◆ **EXTRAIT DU TEXTE**
● ● ●

1768-03-25, de Jean François de La Harpe à L'Avant-coureur.

Monsieur, Je n'ai eu connaissance qu'aujourd'hui d'un article inséré dans la gazette d'Utrecht, au sujet de mon départ de Ferney; article qui n'est composé que d'injures & de faussetés.
Le correspondant du gazetier, auteur de ce morceau, commence par dire que je n'ai jamais su me concilier l'amitié de personne. Il paraît du moins que je n'ai pas la sienne. Il prétend que j'ai été recueilli & congédié par m. de Voltaire. Quand cela serait vrai, je ne vois pas trop pourquoi on en ferait un article de gazette. Mais l'un & l'autre est faux. Il ajoute que je perds six mille livres de rentes que m. de Voltaire m'avait assurées après sa mort. Cet homme apparemment a lu le testament de m. de Voltaire. Comme je n'en sais pas autant que lui, je n'ai rien à répondre là dessus. Il finit par insinuer, sans rien affirmer pourtant, que c'est moi qui ai répandu dans le public et pris à m. de Voltaire, le Cathécumene, l'Homme aux 40 écus, le Sermon prêché à Basle, & la Lettre de l'archevêque de Cantorbéry. Je doute que m. de Voltaire trouve bon qu'on lui attribue ainsi publiquement le Cathécumene, qui n'est point de lui, & d'autres ouvrages anonymes, qu'il n'est permis d'attribuer à personne, à moins d'avoir des preuves. Quant à ce qui me regarde, tout ce qui a le moindre commerce avec la littérature, sait à quel point l'imputation du gazetier, au sujet des ouvrages ci-dessus, est fausse & calomnieuse. Ce serait lui donner plus d'importance qu'elle n'en mérite, que d'y répondre par des témoignages authentiques qui sûrement ne manqueraient pas. Je satisfais suffisamment à ce que je me dois à moi même, en opposant la vérité au mensonge.

● ● ●

◆ **ENREGISTREMENTS BRUTS**
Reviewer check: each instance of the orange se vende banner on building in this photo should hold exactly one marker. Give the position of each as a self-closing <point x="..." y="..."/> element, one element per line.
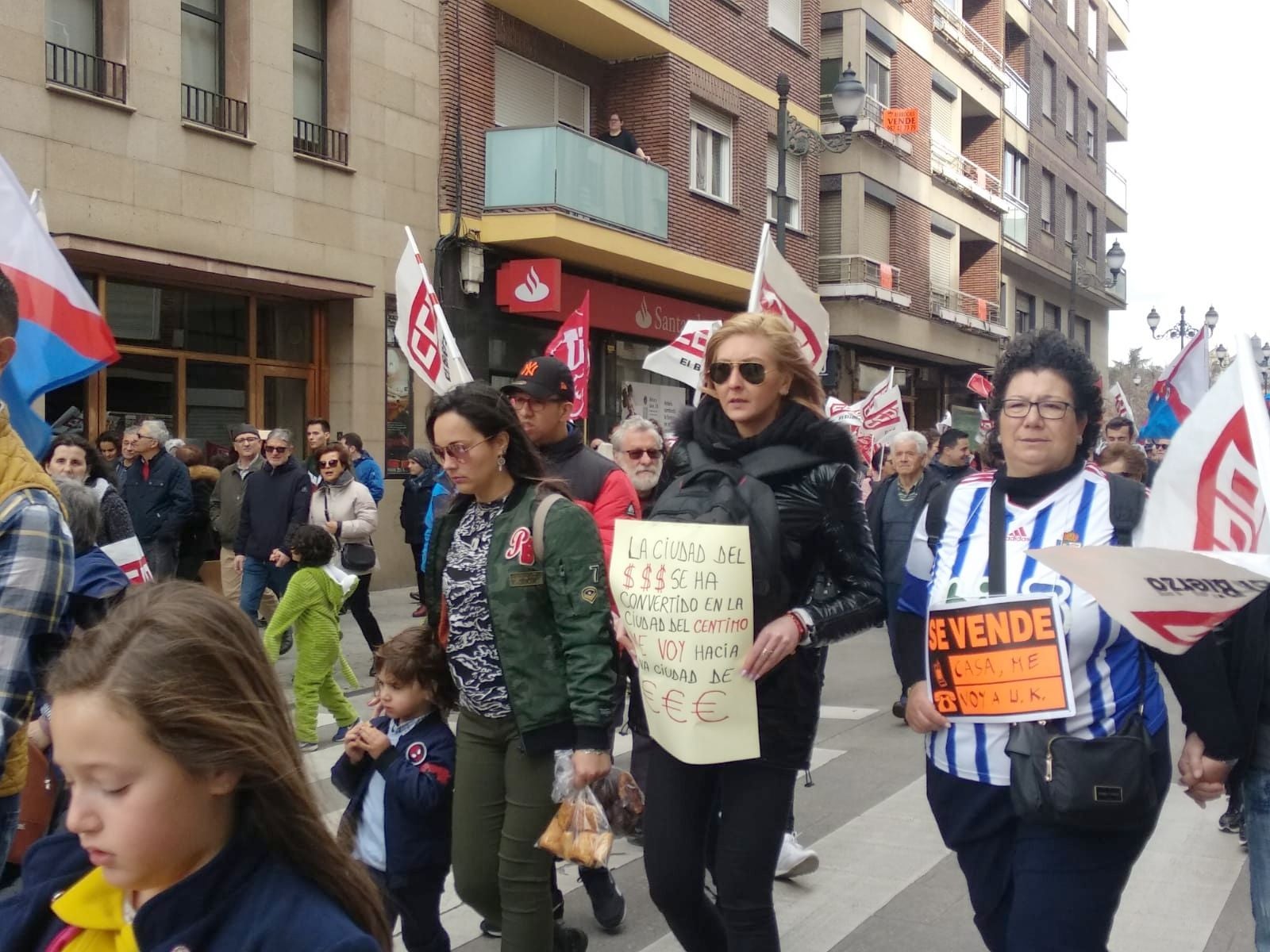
<point x="999" y="660"/>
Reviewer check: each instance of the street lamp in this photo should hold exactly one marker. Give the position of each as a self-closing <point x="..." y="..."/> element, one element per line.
<point x="1115" y="264"/>
<point x="795" y="139"/>
<point x="1180" y="332"/>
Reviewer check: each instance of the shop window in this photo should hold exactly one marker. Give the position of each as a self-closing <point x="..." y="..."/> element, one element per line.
<point x="215" y="400"/>
<point x="283" y="330"/>
<point x="140" y="387"/>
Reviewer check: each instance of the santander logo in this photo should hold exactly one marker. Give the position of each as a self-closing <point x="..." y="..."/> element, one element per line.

● ● ●

◆ **OBJECTIF DE L'EXERCICE**
Rédigez la suite de la lettre de La Harpe sur l'article de la gazette d'Utrecht, en reprenant immédiatement après sa dernière phrase. Les enregistrements constituent un matériau distinct de la lettre.

◆ **RÉPONSE ATTENDUE**
Je dois ajouter aussi, quoiqu'il en doive coûter au bonheur de certaines gens, que je ne suis point brouillé avec m. de Voltaire, & que ce grand homme n'a rien diminué de son amitié pour moi, qui m'est aussi chère qu'honorable.

Je vous supplie, monsieur, de rendre cette lettre publique.

J'ai l'honneur d'être, &c.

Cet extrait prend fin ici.